#### Written task:
Rewrite every line of the records below, changing "in this photo" to "in this image" wherever it occurs and keeping everything else the same. Leave the pictures out of your answer.

#### Records for this task:
++++++++
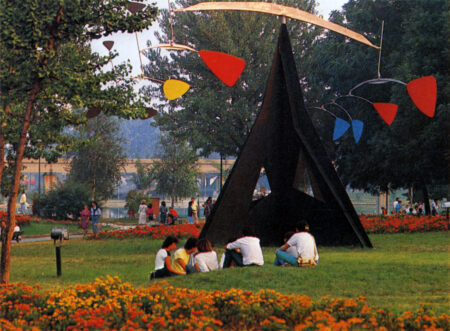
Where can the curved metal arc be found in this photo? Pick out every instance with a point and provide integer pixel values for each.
(356, 97)
(172, 46)
(377, 81)
(333, 103)
(149, 78)
(280, 10)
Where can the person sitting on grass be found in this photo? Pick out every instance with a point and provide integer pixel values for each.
(163, 264)
(173, 216)
(306, 250)
(180, 262)
(205, 259)
(291, 250)
(244, 251)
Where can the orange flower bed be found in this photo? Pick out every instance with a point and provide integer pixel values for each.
(403, 223)
(371, 223)
(110, 304)
(155, 232)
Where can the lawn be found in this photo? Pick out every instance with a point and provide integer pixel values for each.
(403, 272)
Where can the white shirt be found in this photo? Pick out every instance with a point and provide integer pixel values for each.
(160, 259)
(250, 250)
(206, 261)
(305, 245)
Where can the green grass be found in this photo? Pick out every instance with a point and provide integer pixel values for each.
(403, 271)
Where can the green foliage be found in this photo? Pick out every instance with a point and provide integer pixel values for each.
(175, 170)
(142, 178)
(211, 116)
(413, 151)
(99, 159)
(133, 200)
(65, 202)
(50, 77)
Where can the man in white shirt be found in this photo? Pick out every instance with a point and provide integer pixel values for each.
(305, 245)
(250, 252)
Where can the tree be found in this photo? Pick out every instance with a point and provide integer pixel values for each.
(211, 116)
(413, 151)
(50, 78)
(99, 160)
(133, 200)
(175, 170)
(142, 178)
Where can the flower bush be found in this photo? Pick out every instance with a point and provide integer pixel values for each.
(112, 304)
(20, 219)
(403, 223)
(371, 223)
(155, 232)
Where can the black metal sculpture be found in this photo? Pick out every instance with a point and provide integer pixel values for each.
(284, 142)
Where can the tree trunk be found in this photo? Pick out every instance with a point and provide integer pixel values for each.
(387, 201)
(11, 222)
(411, 195)
(426, 199)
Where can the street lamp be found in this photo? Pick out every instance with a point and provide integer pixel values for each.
(39, 169)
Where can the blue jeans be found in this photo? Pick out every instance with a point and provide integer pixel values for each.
(282, 257)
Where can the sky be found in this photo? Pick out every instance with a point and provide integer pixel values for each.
(125, 43)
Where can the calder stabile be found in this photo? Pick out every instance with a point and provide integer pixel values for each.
(283, 141)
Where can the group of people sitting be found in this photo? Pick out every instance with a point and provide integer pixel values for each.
(197, 255)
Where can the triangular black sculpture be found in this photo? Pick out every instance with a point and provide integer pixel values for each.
(284, 142)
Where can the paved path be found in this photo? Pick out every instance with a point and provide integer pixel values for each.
(46, 238)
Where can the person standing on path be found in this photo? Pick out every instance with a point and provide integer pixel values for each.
(163, 213)
(142, 212)
(95, 215)
(85, 213)
(194, 207)
(23, 203)
(207, 207)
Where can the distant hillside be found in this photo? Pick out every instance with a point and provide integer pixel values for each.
(140, 138)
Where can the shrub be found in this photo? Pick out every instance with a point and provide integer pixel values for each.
(64, 202)
(133, 200)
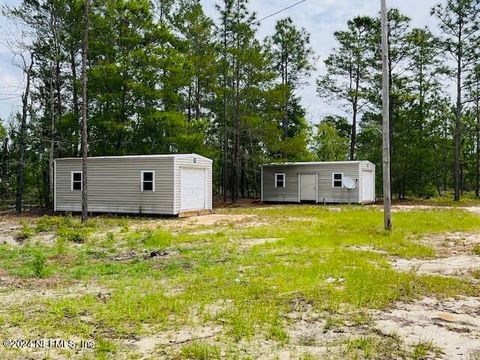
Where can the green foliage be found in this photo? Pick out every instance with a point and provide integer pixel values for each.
(329, 145)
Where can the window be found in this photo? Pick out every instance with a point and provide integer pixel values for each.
(337, 180)
(148, 180)
(280, 180)
(76, 181)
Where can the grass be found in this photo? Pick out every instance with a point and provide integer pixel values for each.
(214, 276)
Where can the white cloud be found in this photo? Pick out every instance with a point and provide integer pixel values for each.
(319, 17)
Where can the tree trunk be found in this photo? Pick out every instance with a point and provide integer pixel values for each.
(477, 162)
(4, 161)
(21, 141)
(52, 148)
(76, 111)
(458, 126)
(225, 112)
(85, 114)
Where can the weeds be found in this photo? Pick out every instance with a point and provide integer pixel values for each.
(257, 286)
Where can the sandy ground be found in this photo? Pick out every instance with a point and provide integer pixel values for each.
(452, 325)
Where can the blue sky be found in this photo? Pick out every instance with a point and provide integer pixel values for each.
(319, 17)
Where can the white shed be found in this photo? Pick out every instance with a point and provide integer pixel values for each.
(319, 182)
(144, 184)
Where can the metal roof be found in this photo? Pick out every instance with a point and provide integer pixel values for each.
(138, 157)
(319, 163)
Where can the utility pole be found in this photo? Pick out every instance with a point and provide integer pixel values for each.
(387, 195)
(85, 113)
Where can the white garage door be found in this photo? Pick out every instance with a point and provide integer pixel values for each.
(194, 189)
(368, 186)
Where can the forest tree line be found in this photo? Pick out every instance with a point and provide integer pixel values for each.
(163, 77)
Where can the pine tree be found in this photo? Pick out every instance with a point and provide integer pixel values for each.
(459, 21)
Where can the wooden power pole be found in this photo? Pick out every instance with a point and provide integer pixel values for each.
(387, 195)
(85, 113)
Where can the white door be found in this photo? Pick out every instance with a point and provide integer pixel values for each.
(367, 186)
(194, 188)
(308, 187)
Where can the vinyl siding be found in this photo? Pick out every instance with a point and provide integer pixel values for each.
(114, 185)
(187, 161)
(326, 192)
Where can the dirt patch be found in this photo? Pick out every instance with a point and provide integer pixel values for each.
(146, 345)
(215, 219)
(452, 244)
(144, 255)
(14, 292)
(455, 255)
(452, 325)
(367, 248)
(451, 266)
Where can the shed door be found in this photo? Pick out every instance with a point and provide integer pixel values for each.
(308, 187)
(194, 188)
(367, 186)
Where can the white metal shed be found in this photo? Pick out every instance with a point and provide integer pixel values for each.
(142, 184)
(319, 182)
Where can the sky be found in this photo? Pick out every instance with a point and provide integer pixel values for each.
(321, 18)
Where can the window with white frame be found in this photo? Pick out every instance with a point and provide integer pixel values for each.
(280, 180)
(76, 181)
(148, 181)
(337, 180)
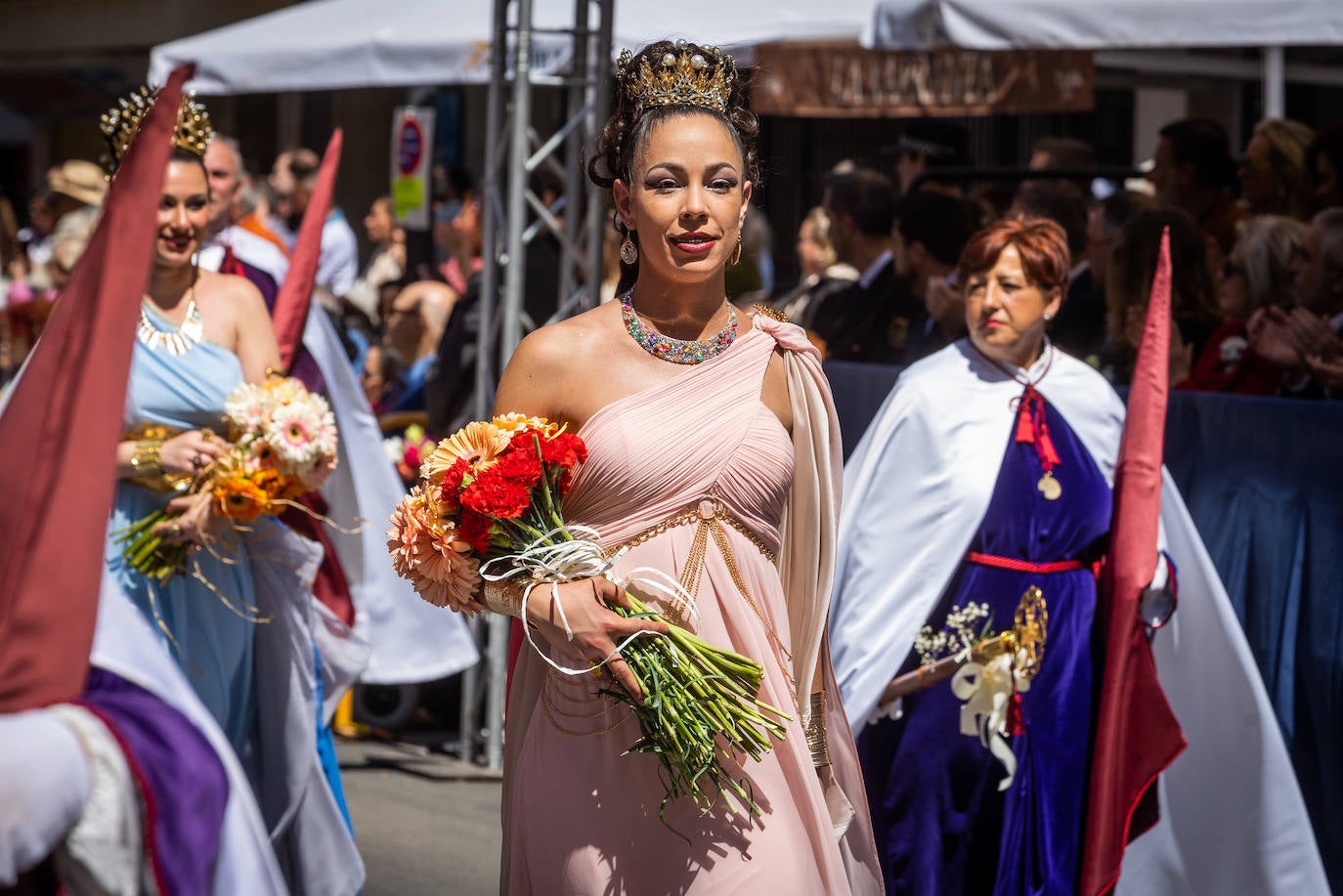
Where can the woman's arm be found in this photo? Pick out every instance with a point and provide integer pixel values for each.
(255, 344)
(183, 452)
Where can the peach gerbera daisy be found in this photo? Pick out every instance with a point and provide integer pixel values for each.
(478, 444)
(514, 423)
(426, 551)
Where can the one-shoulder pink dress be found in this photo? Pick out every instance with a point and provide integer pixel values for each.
(693, 476)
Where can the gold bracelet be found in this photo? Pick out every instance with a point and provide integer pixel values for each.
(815, 731)
(144, 461)
(503, 598)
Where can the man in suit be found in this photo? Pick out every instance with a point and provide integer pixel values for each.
(869, 320)
(931, 232)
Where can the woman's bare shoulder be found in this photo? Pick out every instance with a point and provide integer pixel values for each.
(556, 346)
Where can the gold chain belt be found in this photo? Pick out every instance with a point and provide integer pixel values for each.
(707, 513)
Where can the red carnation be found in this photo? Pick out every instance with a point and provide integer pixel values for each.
(564, 450)
(450, 488)
(476, 531)
(519, 465)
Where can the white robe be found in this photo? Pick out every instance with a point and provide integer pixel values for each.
(916, 490)
(46, 775)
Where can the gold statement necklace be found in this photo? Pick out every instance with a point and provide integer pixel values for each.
(178, 341)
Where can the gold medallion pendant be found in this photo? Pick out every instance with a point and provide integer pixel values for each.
(1049, 487)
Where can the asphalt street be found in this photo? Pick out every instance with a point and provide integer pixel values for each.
(424, 824)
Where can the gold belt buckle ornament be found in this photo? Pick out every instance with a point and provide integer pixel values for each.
(157, 480)
(1049, 487)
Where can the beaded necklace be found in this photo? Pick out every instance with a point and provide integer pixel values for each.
(678, 351)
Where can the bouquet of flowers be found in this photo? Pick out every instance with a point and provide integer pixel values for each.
(988, 669)
(282, 445)
(409, 450)
(491, 498)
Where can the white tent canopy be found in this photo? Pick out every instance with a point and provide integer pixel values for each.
(1096, 24)
(326, 45)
++++++++
#### Full response:
Where can the curved metal arc be found in this image? Pick out every instance with a point and provide integer pixel values for each.
(356, 97)
(172, 46)
(377, 81)
(333, 103)
(149, 78)
(280, 10)
Where can the person sitting on grass be found in this image? Pick out every instance with a point and provide integer pixel values for each.
(163, 264)
(173, 216)
(306, 250)
(180, 262)
(205, 259)
(291, 250)
(244, 251)
Where can the orange flower bed be found in this image? Pick out every instance with a point and provide integer pixel values for each.
(403, 223)
(371, 223)
(110, 304)
(155, 232)
Where can the lawn be found in this image? Pick out every instance with a point and provide integer pixel values for each.
(403, 272)
Where can the white shirt be found in this image? Pick out every instance with a point and provide integer pixel values for each.
(160, 259)
(250, 250)
(206, 261)
(305, 245)
Where can the green grass be found in this image? Pick out every instance with a point and provide integer pixel values for each.
(403, 271)
Where can the green foliage be found in this image? Pick out every instance with a point and provide integer pixel values for each.
(175, 170)
(142, 178)
(211, 116)
(413, 151)
(99, 159)
(133, 200)
(65, 202)
(50, 77)
Where can the man in white shirt be found in this image? Pick out every instance with a point and provide integer pixel values for each.
(305, 245)
(250, 252)
Where can the tree be found in this image? Pick out every instance with a point and provide integer pixel values for each.
(211, 116)
(413, 151)
(50, 78)
(99, 160)
(133, 200)
(175, 170)
(142, 178)
Where can the flower bush be found in this image? Pick out every instance with a point and provide integer pixel values for each.
(112, 304)
(20, 219)
(403, 223)
(371, 223)
(155, 232)
Where can the black metal sculpture be found in this image? Pick out every instance with a point and provide integer pixel values for each.
(284, 142)
Where can the tree trunk be found in this image? Pick out every instance with a point and provide integer pixel values for each.
(387, 201)
(11, 222)
(411, 195)
(426, 199)
Where can the street lamp be found in this image? Pick out every instance with a point and provide integer pixel values for each.
(39, 169)
Where can the blue jeans be found in this image? Pick out every instance with a point and provide integer pixel values for each.
(282, 257)
Where can the sky be found in this image? Pick out every instance with a point and provide integer pixel values for each.
(125, 43)
Where can the calder stabile be found in this image? Pick out every instance with a point and provide integer pixel values for each.
(283, 141)
Where can the group of people sitting be found in this image? Pick out every instance with a point and provide integer pixel values for each.
(197, 255)
Where can the triangular black sculpture be found in this image? Pick out every instance with a point and provide integer pixel values for each.
(284, 142)
Where can the paved path be found in this image? Pick out every instance with a point and provide integer pixel values for each.
(46, 238)
Where can the person standing on path be found in this image? Pick out every instance with a point and provide integer pixel values for each.
(163, 213)
(142, 212)
(95, 215)
(85, 213)
(194, 207)
(23, 203)
(207, 207)
Where can the distant hillside be found in this image? Pick out every instance with a point and provide integer pixel values for each.
(140, 138)
Where can the shrub be found in this image? Pick out every instance with a point and provide integer pixel values for each.
(64, 202)
(133, 200)
Where can the green foliage be found in this image? Pick out every instance with a point and provide integer pixel values for each.
(329, 145)
Where can the window be found in this image? Pick out every instance with a point and provide integer pixel values for each.
(337, 180)
(148, 180)
(280, 180)
(76, 181)
Where can the grass be found in this image? Pick out every instance with a point and provide integer pixel values for each.
(214, 276)
Where can the white cloud be found in this image? Pick out every instance with a point and provide integer pixel values for each.
(319, 17)
Where can the tree trunk be found in this image? Pick out every instance with a point and provide integer pixel values for each.
(477, 162)
(4, 161)
(21, 141)
(52, 148)
(76, 111)
(458, 126)
(225, 112)
(85, 114)
Where can the weeds be found in this image? Pick out every instance with a point and provide integer pixel values for each.
(257, 286)
Where can the sandy ground be found in this image? Pick out every instance with a point and provide integer pixel values for each.
(452, 325)
Where can the blue sky be found in this image? Pick out every instance with a point and provide integer pixel values for each.
(319, 17)
Where can the white shed be found in this image? Pick out every instance with a point and provide integer pixel values for each.
(319, 182)
(144, 184)
Where can the metal roof be found in this image? Pick out every instance with a point and provide integer pixel values for each.
(138, 157)
(319, 163)
Where can the utility pole be found in this image? Pick out every instance with a point and provide integer pixel values for each.
(387, 195)
(85, 113)
Where can the white garage door be found in this image? Pick out every instance with a point and provide integer pixel values for each.
(194, 189)
(368, 186)
Where can the forest tree line be found in this image? Pick out every instance with a point and provide integer pixel values for each.
(163, 77)
Where can the pine tree be found in this image? Pick out every instance with a point and provide integer pixel values for each.
(459, 21)
Where can the wooden power pole be found in this image? Pick out every instance with a point and provide integer pixel values for each.
(387, 195)
(85, 113)
Where can the white door be found in this image? Pick out every instance with a point and provide integer pixel values for each.
(367, 186)
(194, 188)
(308, 187)
Where can the vinyl siding be found in this image? Pick out every instance with a point and provide integer pixel values for each.
(114, 185)
(187, 161)
(326, 192)
Where can the dirt patch be found in this image? Pick out every instance with a point and provide integer pixel values for each.
(146, 345)
(215, 219)
(452, 244)
(144, 255)
(14, 292)
(455, 255)
(452, 325)
(367, 248)
(451, 266)
Where can the shed door be found in this image? Pick out every instance with a point and provide integer pixel values for each.
(308, 187)
(194, 188)
(367, 186)
Where can the white metal shed be found in this image? Pick out every instance with a point and provide integer pixel values for each.
(142, 184)
(319, 182)
Where can the sky be found in this image? Pick out every instance with a point and provide integer pixel values for each.
(321, 18)
Where can the window with white frame be found in this image? Pick out every instance with a point and provide integer pixel values for each.
(280, 180)
(76, 181)
(148, 181)
(337, 180)
Where can the woman's arm be found in this image? Pick out every instance with a point and provide integer pixel values for each.
(255, 344)
(183, 452)
Where can the peach gerbera daisy be found in this image? Pick out every instance with a point and provide integer pixel values for each.
(478, 444)
(514, 423)
(426, 551)
Where can the one-shoulder pink dress be found in this image? Pick out every instance with a point and provide integer pixel values for each.
(693, 476)
Where can the gold bracelet be found in this image? Pick out every instance with a point and provide integer pixel values for each.
(815, 731)
(144, 461)
(503, 598)
Where can the man in suit be found in this image? Pick out every instance with a point and provide integer pixel values for each.
(869, 320)
(931, 232)
Where can the woman's bare shoulder be found in this image? Pick out every instance with a point and provide integer pixel values for each.
(556, 346)
Where can the gold chain belt be found in this image? Pick out every instance with a point and provide integer pixel values for each.
(707, 513)
Where can the red carnation be found in this image? Pick out every instance with a point and provide integer pixel values for each.
(564, 450)
(450, 488)
(476, 531)
(519, 465)
Where can the white robe be found in this image? Pick out every instance with a point and provide integer pixel values for each.
(916, 490)
(46, 775)
Where can the gold statement necklace be found in this image? Pick out every instance with a point and provide integer pixel values for each.
(178, 341)
Where can the gold medallion pendant be found in this image? Pick out every instance with a point and provide integer pixel values for each.
(1049, 487)
Where can the asphalt street be found in this image? Pick out every instance with a point and provide integer pixel values for each.
(424, 824)
Where can the gold belt buckle ornament be found in this image? Pick out every instance with a point and provide integer pixel values for each.
(157, 480)
(1049, 487)
Where can the beaded necklace be found in this image? Pick out every instance with a point and provide integer pixel values for each.
(678, 351)
Where can the bouquet of flowers be found in this image? Pick out every instance with a point and provide integer pixel values for each.
(988, 669)
(282, 445)
(409, 450)
(491, 498)
Where can the white tent canopy be found in this image? Pick out every instance with a point and provide integer pixel values for each.
(1096, 24)
(326, 45)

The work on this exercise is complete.